- Passage provided
*** Block opens ***
A Catholic Monthly Magazine

Introducing Fr Joseph Deihl SM

Photo: Agnes Sasse Heeney Collection

Fr Joseph Roch Deihl was born on 12 July 1895 in Atlanta, Georgia, USA. When his mother died, he lived in an orphanage in Washington, Georgia, where, by chance, he met a Marist priest. Attracted to Marist life and after studies in a minor seminary, Joseph made his profession as a Marist in 1918 and was ordained to the priesthood in 1920. He left almost immediately for the missions. He was the first non-Frenchman appointed to Samoa and the second missionary from the USA to minister in Oceania. [1] For twenty-eight years, he lived in Apia, Samoa. He founded the Catholic Club to bring a greater sense of belonging to the Catholic community and was the Apia Rugby Union president.

Fr Deihl, known as ‘Tili’ [2] in Samoa, played a significant part in Samoa's 'Black Saturday,' when New Zealand policemen shot and killed eleven Samoans in front of the courthouse on Beach Road. The Mau movement -- O le Mau a Samoa -- 'the firm opinion of Samoa' with its slogan, Samoa Mo Samoa -- 'Samoa for Samoans' – sought Samoan independence from New Zealand.
*** Block closes ***
Natural language descriptions of regions
*** Block opens ***
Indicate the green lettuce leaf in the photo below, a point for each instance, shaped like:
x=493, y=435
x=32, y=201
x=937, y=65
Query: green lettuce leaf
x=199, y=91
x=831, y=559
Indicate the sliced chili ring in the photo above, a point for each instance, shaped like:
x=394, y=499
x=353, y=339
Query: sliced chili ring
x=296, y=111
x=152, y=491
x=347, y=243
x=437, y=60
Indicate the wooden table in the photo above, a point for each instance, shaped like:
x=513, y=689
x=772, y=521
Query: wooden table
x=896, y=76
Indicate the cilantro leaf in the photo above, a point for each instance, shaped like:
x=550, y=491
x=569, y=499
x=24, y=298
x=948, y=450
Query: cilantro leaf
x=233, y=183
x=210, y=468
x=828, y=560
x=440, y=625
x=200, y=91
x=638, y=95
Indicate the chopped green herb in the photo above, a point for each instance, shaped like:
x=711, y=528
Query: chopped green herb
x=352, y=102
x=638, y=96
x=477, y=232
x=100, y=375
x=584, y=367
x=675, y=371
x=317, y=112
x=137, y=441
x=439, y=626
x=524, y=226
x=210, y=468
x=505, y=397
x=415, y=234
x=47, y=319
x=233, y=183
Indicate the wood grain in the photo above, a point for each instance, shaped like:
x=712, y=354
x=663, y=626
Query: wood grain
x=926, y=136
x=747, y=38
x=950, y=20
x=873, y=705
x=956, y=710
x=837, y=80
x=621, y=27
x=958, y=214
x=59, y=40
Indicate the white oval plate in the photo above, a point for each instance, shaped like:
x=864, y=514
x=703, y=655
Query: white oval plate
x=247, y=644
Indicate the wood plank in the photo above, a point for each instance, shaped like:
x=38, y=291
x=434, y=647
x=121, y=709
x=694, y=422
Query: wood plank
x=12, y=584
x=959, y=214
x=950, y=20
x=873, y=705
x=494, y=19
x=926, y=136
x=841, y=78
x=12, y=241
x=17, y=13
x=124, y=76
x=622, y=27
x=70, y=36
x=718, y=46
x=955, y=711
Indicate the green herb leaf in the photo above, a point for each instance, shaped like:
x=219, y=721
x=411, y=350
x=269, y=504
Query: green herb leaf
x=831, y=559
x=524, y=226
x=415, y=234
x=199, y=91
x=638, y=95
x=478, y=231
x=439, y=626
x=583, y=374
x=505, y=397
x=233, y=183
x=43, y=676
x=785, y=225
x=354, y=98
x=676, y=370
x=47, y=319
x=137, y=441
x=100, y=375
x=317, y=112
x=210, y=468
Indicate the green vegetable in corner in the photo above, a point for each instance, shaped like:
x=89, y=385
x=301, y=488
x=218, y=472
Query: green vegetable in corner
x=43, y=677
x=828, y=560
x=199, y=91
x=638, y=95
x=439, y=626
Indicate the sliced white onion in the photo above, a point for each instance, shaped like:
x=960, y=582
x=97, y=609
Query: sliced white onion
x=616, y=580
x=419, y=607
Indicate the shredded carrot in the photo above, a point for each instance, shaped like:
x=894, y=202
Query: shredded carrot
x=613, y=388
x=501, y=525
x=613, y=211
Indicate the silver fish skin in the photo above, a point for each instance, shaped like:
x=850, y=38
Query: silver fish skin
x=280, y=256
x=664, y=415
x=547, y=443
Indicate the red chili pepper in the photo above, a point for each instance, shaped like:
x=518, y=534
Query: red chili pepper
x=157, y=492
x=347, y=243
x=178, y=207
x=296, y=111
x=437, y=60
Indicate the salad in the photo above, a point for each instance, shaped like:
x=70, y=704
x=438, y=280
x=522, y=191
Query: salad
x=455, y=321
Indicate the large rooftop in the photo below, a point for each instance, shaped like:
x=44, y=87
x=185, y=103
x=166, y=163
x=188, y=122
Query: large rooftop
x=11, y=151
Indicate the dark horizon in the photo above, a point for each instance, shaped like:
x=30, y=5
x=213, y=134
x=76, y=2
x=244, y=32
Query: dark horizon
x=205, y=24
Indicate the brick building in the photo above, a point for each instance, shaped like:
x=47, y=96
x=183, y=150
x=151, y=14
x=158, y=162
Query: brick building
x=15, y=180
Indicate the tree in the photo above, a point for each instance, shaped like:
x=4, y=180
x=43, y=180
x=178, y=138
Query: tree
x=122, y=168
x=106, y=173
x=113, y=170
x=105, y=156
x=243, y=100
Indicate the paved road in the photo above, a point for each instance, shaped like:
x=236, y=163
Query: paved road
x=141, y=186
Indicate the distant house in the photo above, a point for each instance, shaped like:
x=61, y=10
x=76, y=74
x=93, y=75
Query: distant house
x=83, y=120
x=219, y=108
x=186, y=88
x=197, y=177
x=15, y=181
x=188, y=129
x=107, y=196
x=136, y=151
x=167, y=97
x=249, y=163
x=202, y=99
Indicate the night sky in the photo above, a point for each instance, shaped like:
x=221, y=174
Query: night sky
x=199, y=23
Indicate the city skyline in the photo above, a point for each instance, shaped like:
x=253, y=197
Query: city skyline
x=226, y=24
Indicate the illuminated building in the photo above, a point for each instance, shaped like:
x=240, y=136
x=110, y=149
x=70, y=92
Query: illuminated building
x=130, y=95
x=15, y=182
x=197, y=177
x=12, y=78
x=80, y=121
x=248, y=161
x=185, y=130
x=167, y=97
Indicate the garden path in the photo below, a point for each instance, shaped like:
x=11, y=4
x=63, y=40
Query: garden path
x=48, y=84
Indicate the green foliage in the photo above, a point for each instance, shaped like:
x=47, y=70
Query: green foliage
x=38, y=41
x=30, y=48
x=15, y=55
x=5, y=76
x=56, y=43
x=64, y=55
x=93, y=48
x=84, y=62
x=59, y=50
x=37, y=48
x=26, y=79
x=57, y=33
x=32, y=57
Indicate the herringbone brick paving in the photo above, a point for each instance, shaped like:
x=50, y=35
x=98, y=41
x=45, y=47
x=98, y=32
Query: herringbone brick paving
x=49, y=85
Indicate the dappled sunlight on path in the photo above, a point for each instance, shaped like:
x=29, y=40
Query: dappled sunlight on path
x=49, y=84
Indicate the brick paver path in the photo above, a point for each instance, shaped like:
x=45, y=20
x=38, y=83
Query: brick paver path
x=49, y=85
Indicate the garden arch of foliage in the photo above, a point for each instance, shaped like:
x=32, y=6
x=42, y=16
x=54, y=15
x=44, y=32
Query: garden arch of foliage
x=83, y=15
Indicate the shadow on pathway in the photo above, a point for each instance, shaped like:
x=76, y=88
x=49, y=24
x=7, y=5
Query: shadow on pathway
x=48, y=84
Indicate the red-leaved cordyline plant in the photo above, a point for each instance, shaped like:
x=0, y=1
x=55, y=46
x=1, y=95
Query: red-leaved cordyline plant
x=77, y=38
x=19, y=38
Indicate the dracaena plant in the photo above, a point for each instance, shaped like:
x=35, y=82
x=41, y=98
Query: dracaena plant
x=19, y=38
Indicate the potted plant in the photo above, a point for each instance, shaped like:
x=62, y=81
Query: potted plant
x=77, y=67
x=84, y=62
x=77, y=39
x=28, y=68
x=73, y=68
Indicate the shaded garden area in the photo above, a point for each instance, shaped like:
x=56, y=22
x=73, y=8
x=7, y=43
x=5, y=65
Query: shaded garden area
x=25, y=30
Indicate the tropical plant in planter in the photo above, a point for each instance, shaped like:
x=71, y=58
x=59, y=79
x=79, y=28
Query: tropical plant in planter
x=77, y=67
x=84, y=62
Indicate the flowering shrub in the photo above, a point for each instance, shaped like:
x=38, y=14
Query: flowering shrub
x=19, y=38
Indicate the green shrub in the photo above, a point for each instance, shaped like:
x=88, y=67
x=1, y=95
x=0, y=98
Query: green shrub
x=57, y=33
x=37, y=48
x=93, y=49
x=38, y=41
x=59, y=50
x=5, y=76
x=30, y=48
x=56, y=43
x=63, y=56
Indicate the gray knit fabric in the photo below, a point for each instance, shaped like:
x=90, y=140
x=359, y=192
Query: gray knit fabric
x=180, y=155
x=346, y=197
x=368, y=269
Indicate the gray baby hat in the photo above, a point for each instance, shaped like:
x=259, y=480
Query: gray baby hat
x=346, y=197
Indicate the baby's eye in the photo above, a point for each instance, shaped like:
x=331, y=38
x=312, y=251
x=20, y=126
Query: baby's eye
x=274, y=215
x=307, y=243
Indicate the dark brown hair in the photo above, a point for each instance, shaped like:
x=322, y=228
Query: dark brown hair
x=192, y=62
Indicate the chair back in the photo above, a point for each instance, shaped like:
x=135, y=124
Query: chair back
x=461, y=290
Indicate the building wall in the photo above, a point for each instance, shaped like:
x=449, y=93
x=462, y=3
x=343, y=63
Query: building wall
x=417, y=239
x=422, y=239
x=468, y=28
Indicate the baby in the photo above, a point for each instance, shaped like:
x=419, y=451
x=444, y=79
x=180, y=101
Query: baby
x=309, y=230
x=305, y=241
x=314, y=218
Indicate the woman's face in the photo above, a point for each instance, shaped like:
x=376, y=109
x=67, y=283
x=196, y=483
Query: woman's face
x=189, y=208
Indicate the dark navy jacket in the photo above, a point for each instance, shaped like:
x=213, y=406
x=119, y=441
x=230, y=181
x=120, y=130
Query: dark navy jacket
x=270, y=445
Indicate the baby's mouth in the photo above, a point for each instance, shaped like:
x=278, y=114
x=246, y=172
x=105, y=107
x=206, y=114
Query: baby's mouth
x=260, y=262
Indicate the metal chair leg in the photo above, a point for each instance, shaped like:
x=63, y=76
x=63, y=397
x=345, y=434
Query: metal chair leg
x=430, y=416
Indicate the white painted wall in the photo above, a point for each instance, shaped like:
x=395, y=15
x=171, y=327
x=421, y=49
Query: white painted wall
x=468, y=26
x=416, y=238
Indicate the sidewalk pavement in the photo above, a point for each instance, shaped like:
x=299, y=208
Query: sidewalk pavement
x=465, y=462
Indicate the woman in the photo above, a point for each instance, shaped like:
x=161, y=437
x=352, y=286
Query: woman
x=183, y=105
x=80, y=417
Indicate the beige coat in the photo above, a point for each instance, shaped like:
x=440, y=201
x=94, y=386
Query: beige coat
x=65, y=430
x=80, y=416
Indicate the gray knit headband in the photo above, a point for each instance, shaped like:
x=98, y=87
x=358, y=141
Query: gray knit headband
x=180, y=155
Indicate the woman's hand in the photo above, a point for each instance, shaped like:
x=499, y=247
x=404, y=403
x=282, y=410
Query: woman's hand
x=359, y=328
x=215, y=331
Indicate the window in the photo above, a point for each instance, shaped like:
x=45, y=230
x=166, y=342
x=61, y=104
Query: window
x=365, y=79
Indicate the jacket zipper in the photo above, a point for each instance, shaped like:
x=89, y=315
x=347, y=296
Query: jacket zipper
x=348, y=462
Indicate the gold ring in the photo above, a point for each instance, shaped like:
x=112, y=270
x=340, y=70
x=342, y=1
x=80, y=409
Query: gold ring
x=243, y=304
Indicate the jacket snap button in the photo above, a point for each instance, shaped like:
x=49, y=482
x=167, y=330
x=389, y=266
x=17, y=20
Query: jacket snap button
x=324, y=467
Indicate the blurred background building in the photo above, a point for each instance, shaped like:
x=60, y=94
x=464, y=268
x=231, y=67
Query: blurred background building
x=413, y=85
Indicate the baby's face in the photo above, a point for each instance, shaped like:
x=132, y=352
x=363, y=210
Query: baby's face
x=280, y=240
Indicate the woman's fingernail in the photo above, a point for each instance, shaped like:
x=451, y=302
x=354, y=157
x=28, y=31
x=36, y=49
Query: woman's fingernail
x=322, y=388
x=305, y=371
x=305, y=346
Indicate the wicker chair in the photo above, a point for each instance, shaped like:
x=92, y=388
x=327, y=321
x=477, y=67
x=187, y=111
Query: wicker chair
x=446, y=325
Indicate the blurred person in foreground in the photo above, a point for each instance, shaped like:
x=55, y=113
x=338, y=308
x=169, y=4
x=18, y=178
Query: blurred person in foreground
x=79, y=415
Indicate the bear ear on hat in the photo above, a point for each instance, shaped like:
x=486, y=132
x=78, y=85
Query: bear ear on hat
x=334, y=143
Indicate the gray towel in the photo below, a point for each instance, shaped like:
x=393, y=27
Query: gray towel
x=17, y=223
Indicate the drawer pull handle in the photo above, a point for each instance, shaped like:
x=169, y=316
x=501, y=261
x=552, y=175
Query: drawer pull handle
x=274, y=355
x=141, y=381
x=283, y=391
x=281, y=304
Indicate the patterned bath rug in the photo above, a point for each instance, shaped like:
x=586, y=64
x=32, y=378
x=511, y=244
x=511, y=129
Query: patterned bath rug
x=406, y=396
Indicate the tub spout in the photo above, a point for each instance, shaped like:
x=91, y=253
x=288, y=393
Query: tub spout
*** Block closes ***
- Exercise details
Continue the magazine profile of Fr Joseph Deihl from the end of its last paragraph, on the Mau movement.

- Answer below
On 29 December 1928, Fr Deihl had followed a parade of about seven hundred members of the Mau movement, led by the Vaimoso band, from the priests' house at Mulivai, in his green Model A Ford. The police opened fire from the upstairs balcony of the police station with Lee Enfield rifles and a machine gun.

Louisa Sasse and her daughter Agnes, seven years of age at the time, saw what happened from the balcony of their family store over the road. Also present were Agnes's cousins, Karen and Christian Hellesoe. Interviewed in 2007 when she was 85, Agnes related how Fr Deihl drove his car into the scene of the shootings:

"He must have squeezed it down an alleyway which ran down the western side of our house. It took him to within a few metres of the police station. We all knew Father Deihl as we attended the Catholic Church. He jumped out and ran towards the police, holding out his arms and yelling at them. Words like, 'Stop it, stop it, they're human beings!' He kept yelling and waving until they stopped. Karen and Christian always
said that he was the man who had stopped the shooting."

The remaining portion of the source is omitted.